WRITTEN REQUEST —
Could you lay out every line of the rows below as a Markdown table with two columns, No. for the line number and Line for its text, leaving out blank lines?

DATA FOR THIS EXERCISE —
____________________
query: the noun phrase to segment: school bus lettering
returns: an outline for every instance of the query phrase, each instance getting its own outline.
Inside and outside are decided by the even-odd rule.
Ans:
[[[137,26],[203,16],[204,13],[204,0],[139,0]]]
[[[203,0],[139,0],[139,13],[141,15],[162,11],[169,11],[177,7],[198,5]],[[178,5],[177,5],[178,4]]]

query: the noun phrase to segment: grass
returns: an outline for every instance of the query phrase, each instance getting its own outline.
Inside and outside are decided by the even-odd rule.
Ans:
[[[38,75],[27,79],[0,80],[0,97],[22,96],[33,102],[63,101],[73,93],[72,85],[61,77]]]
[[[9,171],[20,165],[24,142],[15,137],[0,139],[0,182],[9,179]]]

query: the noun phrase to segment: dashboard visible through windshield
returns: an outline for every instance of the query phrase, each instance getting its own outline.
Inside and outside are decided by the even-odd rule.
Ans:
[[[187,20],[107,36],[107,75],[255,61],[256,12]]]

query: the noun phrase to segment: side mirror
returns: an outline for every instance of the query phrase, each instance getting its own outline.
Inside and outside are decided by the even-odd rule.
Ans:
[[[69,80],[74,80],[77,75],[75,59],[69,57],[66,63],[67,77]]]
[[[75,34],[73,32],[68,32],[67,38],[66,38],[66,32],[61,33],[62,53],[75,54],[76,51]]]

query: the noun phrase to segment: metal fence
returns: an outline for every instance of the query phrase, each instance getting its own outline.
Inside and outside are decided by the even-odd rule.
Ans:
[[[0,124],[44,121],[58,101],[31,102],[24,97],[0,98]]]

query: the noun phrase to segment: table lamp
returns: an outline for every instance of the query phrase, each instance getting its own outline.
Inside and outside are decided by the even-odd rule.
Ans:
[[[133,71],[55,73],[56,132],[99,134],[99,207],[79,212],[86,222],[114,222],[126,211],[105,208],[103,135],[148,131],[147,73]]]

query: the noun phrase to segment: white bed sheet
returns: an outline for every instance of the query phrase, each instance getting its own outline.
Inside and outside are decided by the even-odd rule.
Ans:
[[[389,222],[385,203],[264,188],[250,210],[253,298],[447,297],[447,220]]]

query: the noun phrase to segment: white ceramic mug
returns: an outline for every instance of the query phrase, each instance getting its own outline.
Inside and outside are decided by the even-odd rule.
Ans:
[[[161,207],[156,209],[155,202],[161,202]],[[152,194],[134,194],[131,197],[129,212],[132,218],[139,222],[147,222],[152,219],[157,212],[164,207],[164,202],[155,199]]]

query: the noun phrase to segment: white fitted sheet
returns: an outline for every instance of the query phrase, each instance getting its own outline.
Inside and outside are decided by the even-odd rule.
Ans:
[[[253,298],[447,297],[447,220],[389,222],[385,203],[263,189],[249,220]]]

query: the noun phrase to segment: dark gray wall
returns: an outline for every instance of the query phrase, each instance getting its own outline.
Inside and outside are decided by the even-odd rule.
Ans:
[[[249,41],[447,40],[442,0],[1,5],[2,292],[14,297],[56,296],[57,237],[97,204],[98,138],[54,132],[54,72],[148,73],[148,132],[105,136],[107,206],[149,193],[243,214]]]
____________________
TASK SOLUTION —
| No. | Line |
|---|---|
| 1 | query: the noun phrase to segment: school bus lettering |
| 2 | returns: an outline for every instance of the query phrase, each instance getting its own outline. |
| 3 | Inside and outside are decided by the even-odd rule. |
| 4 | Ans: |
| 5 | [[[137,26],[203,16],[204,13],[204,0],[139,0]]] |
| 6 | [[[203,0],[139,0],[139,13],[141,15],[162,11],[169,11],[177,7],[198,5]],[[178,5],[177,5],[178,4]]] |
| 7 | query: the noun phrase to segment: grass |
| 8 | returns: an outline for every instance of the query phrase, each instance getting its own outline. |
| 9 | Inside and outside are decided by the even-odd rule. |
| 10 | Ans: |
| 11 | [[[38,75],[27,79],[0,80],[0,97],[22,96],[33,102],[63,101],[73,93],[72,85],[61,77]]] |
| 12 | [[[9,171],[20,165],[24,142],[15,137],[0,139],[0,182],[9,179]]] |
| 13 | query: the noun phrase to segment: dashboard visible through windshield |
| 14 | returns: an outline for every instance of the query phrase, each instance getting its own outline. |
| 15 | Inside and outside are decided by the even-odd rule. |
| 16 | Ans: |
| 17 | [[[187,20],[107,36],[107,75],[255,61],[256,12]]] |
| 18 | query: the noun phrase to segment: side mirror |
| 19 | returns: an outline for every instance of the query phrase, each instance getting its own outline. |
| 20 | Inside and outside are decided by the even-odd rule. |
| 21 | Ans: |
| 22 | [[[69,80],[74,80],[77,75],[75,59],[69,57],[66,63],[67,77]]] |
| 23 | [[[75,34],[73,32],[68,32],[67,38],[66,38],[66,32],[61,33],[62,53],[75,54],[76,51]]] |
| 24 | query: the noun phrase to segment: metal fence |
| 25 | returns: an outline for every instance of the query phrase, each instance getting its own outline. |
| 26 | Inside and outside are decided by the even-odd rule. |
| 27 | Ans: |
| 28 | [[[0,124],[44,121],[58,101],[31,102],[24,97],[0,98]]] |
| 29 | query: the noun phrase to segment: table lamp |
| 30 | returns: an outline for every instance of the query phrase, each instance getting its own outline. |
| 31 | Inside and outside are decided by the even-odd rule. |
| 32 | Ans: |
| 33 | [[[133,71],[55,73],[56,132],[99,134],[99,207],[79,212],[86,222],[114,222],[126,211],[105,208],[103,135],[148,131],[147,73]]] |
| 34 | query: the noun phrase to segment: white bed sheet |
| 35 | returns: an outline for every instance of the query phrase, each instance getting its own outline. |
| 36 | Inside and outside are decided by the even-odd rule. |
| 37 | Ans: |
| 38 | [[[389,222],[385,203],[264,188],[250,210],[253,298],[447,297],[447,220]]] |
| 39 | query: the noun phrase to segment: white ceramic mug |
| 40 | returns: an outline for every instance of the query phrase, each instance getting its own outline. |
| 41 | Inside and outside are decided by the even-odd rule. |
| 42 | Ans: |
| 43 | [[[161,207],[156,209],[155,202],[161,202]],[[152,194],[134,194],[131,197],[129,212],[132,218],[139,222],[147,222],[152,219],[157,212],[164,207],[164,202],[155,199]]] |
| 44 | query: the noun phrase to segment: white fitted sheet |
| 45 | returns: an outline for every instance of the query phrase, each instance getting its own outline. |
| 46 | Inside and outside are decided by the even-odd rule. |
| 47 | Ans: |
| 48 | [[[253,298],[447,297],[447,220],[389,222],[385,203],[263,189],[249,220]]] |
| 49 | query: the noun phrase to segment: dark gray wall |
| 50 | returns: an outline for every instance of the query phrase, each instance getting its own outline. |
| 51 | Inside and outside are decided by the even-odd rule. |
| 52 | Ans: |
| 53 | [[[249,41],[447,40],[442,0],[1,5],[2,292],[14,297],[56,296],[57,237],[97,204],[98,138],[54,132],[54,72],[148,73],[148,132],[105,136],[107,206],[149,193],[243,214]]] |